• TASK ITEM
The following data has a line with "Hello! Your assignment is to find the winding" and a line with "Hello! Your assignment is to find the shoreline". Write out exactly those lines and all the lines between them.

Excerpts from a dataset
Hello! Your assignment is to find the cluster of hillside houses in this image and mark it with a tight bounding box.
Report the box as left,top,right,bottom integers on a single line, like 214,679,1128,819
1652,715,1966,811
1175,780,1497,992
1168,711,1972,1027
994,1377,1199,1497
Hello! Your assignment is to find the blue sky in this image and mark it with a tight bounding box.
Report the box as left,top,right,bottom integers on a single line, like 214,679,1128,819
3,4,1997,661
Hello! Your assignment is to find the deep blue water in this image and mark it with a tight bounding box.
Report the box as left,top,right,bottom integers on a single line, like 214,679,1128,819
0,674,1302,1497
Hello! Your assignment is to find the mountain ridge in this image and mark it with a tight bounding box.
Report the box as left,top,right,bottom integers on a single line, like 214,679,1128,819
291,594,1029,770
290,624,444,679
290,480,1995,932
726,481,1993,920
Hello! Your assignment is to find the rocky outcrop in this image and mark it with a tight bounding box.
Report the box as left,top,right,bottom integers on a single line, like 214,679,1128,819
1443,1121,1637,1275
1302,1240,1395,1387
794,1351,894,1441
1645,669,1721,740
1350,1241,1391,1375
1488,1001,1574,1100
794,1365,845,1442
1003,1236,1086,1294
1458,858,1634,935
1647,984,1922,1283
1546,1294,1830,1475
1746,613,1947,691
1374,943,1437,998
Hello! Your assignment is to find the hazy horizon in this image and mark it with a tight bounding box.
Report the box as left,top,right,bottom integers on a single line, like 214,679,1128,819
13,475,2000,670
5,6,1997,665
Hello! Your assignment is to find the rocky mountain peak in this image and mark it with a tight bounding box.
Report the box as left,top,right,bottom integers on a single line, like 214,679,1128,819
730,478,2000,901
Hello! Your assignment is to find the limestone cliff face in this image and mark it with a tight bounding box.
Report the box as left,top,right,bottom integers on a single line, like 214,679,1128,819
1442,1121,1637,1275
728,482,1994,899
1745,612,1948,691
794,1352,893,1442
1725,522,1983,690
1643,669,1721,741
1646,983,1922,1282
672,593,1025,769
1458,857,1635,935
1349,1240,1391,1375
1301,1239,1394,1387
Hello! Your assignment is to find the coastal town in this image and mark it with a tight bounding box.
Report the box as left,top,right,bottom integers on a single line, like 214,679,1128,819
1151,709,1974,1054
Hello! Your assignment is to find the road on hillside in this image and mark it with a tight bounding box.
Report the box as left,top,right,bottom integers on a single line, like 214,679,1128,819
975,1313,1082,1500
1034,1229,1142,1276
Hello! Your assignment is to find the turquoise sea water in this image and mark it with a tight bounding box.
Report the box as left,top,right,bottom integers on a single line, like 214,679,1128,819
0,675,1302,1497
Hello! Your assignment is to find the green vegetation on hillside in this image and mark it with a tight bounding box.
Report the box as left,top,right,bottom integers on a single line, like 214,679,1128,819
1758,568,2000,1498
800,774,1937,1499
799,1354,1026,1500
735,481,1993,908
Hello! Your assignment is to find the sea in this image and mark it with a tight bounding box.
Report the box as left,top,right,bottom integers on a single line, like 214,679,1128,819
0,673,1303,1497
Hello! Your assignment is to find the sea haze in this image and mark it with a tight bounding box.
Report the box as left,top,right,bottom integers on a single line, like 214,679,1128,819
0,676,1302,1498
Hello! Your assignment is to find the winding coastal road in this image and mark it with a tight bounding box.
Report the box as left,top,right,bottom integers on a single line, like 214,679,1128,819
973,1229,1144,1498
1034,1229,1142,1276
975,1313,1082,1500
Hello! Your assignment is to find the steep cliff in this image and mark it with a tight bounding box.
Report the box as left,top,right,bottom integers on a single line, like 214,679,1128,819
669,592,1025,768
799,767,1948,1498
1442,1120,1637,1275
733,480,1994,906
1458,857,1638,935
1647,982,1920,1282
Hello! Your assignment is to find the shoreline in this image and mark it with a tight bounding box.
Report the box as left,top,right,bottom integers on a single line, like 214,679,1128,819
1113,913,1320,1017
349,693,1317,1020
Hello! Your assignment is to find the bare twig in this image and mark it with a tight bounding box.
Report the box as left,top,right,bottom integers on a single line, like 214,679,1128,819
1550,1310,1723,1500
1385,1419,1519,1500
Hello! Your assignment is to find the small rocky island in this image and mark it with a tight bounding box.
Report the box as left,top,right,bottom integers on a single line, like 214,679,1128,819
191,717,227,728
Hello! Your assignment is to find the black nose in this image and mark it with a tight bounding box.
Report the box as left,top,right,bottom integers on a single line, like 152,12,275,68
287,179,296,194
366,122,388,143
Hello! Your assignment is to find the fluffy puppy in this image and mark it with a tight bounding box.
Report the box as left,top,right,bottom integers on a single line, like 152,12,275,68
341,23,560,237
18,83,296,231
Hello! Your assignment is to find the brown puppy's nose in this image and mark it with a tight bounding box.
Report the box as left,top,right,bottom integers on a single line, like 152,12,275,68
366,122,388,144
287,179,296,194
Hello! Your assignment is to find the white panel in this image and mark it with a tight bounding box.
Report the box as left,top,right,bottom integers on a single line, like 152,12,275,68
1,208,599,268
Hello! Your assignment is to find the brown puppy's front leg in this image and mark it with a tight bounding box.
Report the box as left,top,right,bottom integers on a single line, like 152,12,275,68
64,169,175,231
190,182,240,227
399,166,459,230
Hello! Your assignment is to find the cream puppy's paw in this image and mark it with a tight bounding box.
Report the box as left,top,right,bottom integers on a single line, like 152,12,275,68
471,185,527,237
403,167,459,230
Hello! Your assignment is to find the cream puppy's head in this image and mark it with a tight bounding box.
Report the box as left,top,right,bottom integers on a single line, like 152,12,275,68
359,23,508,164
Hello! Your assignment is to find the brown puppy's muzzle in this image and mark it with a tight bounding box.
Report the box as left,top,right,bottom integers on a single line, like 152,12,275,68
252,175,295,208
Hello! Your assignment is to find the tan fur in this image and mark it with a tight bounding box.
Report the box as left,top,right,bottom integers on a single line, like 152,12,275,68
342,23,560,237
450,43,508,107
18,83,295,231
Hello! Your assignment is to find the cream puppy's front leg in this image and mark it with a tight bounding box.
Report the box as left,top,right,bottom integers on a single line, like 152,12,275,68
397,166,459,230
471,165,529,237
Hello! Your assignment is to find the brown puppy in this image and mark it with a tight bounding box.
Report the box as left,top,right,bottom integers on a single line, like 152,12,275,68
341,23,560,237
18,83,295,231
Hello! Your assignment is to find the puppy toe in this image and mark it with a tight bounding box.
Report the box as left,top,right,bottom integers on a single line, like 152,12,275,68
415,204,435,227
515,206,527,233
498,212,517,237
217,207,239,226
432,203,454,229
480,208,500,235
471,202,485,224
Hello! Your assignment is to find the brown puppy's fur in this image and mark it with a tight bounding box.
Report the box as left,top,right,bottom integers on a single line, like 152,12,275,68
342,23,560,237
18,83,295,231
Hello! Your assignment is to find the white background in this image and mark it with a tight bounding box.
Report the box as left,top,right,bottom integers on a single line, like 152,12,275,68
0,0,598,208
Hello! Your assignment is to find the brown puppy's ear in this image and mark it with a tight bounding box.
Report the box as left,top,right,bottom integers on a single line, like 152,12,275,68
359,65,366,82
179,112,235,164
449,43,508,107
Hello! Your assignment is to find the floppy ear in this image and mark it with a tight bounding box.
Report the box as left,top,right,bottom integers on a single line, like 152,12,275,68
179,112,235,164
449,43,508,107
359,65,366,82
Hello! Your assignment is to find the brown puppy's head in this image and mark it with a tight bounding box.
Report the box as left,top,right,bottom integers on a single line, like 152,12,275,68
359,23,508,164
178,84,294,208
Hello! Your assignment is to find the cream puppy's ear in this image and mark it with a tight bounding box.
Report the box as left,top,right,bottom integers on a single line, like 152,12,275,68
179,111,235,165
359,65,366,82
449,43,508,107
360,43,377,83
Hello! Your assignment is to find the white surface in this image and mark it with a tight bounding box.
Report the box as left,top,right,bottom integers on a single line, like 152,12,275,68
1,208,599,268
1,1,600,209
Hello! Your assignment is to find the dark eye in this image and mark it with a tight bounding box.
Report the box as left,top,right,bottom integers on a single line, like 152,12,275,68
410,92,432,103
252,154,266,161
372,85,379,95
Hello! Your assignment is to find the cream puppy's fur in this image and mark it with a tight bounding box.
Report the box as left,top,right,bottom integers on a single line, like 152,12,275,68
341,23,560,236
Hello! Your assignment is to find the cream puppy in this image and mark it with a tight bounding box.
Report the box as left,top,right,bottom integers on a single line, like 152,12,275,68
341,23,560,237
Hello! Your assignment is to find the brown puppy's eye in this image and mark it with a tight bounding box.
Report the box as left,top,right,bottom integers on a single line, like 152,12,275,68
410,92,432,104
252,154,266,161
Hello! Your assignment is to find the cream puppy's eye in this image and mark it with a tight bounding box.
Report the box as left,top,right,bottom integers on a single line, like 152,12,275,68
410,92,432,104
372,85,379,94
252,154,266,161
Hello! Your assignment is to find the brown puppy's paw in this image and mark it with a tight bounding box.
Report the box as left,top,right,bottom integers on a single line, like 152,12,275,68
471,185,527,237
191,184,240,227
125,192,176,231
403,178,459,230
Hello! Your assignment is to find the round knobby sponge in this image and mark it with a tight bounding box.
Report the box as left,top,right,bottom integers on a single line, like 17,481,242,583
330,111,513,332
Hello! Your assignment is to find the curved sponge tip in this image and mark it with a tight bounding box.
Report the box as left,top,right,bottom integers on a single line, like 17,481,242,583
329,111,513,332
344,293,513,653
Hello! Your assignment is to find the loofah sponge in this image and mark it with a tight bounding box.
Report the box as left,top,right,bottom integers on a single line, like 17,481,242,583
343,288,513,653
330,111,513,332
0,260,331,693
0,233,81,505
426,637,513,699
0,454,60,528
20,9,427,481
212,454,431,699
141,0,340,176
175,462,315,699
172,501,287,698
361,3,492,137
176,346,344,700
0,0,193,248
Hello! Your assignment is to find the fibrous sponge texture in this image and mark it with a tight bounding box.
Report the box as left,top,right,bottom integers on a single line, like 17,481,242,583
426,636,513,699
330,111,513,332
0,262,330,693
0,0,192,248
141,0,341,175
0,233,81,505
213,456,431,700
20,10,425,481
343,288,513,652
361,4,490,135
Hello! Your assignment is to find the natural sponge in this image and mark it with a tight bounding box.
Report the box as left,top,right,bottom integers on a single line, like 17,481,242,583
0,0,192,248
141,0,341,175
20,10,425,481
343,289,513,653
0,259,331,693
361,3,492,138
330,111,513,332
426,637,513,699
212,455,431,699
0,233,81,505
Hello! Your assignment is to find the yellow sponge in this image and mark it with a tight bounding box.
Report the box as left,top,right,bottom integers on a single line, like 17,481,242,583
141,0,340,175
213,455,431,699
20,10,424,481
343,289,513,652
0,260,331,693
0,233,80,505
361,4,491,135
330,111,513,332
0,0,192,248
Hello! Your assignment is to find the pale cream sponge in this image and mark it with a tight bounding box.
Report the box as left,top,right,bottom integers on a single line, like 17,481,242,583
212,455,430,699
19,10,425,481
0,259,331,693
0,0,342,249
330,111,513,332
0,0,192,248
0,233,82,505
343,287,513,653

• EXERCISE RESPONSE
Hello! Your assignment is to find the winding coastal road in this image and mark it with a tight bounding box.
Report the box as left,top,right,bottom integers on a single line, like 214,679,1128,819
973,1229,1144,1498
1034,1229,1142,1276
975,1313,1082,1500
Hello! Your assignment is to find the steep cliff in this image and mark it with a tight bounding box.
Report the box as left,top,right,bottom integers on a single line, like 214,679,1128,819
669,592,1025,768
799,767,1948,1498
1442,1120,1637,1275
733,480,1994,906
1458,857,1638,935
1647,982,1920,1282
Hello! Your assignment is to find the shoreline in this image and mark it with a tight bounding box.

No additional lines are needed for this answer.